ACTIONS TO TAKE
**A.** Retype the part of the strsplit thread between "A bit too fast" and "stand somewhat chastised.", inclusive.
**B.** Continue the strsplit thread from its last sentence.

SELECTED EXTRACT

□ □ □

[R] problem for strsplit function

Jeff Newmiller jdnewm|| @end|ng |rom dcn@d@v|@@c@@u@
Sat Jul 10 05:10:57 CEST 2021


A bit too fast there, Duncan... x[[c(1,2)]] is illegal.

On July 9, 2021 5:16:13 PM PDT, Duncan Murdoch <murdoch.duncan using gmail.com> wrote:
>On 09/07/2021 6:44 p.m., Bert Gunter wrote:
>> OK, I stand somewhat chastised.
>> 
>> But my point still is that what you get when you "extract" depends on
>> how you define "extract." Do note that ?"[" yields a help file titled
>> "Extract or Replace Parts of an object"; and afaics, the term
>"subset"
>> is not explicitly used as Duncan prefers.
>
>?"[[" gives you the same page, but I agree:  this part of the 
>documentation isn't written very clearly. The "Introduction to R"
>manual 
>uses the terms I used (see section 2.7, "Index vectors; selecting and 
>modifying subsets of a data set"), as does the source code (and the R 
>Language Definition manual, though it's not as clear as the Intro).
>
>But the point isn't to chastise you, it's to educate you (and the OP). 
>Thinking of [] as subsetting is more helpful than thinking of it as 
>extraction.  That way the result of x[c(1,2)] makes sense.  It's a 
>little bit more of a stretch, but the result of x[[c(1,2)]] also makes 
>sense when you think of it as extraction.

□ □ □

DATA SEGMENT
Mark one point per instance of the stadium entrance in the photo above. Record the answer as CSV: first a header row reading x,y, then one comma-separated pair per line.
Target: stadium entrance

□ □ □

PER-TASK OUTPUTS
**A.**
A bit too fast there, Duncan... x[[c(1,2)]] is illegal.

On July 9, 2021 5:16:13 PM PDT, Duncan Murdoch <murdoch.duncan using gmail.com> wrote:
>On 09/07/2021 6:44 p.m., Bert Gunter wrote:
>> OK, I stand somewhat chastised.

**B.**
>
>Duncan Murdoch
>
>  The relevant part of the
>> Help file says for "[" for recursive objects says: "Indexing by [ is
>> similar to atomic vectors and selects a list of the specified
>> element(s)."  That a data.frame is a list is explicitly stated, as I
>> noted; that lists are in fact vectors is also explicitly stated
>(?list
>> says: "Almost all lists in R internally are Generic Vectors") but
>then
>> one is stuck with: a data.frame is a list and therefore a vector, but
>> is.vector(d3) is FALSE. The explanation is explicit again in
>> ?is.vector ("is.vector returns TRUE if x is a vector of the specified
>> mode having no attributes other than names. It returns FALSE
>> otherwise."). But I would say these issues are sufficiently murky
>that
>> my warning to be precise is not entirely inappropriate;
>unfortunately,
>> I may have made them more so. Sigh....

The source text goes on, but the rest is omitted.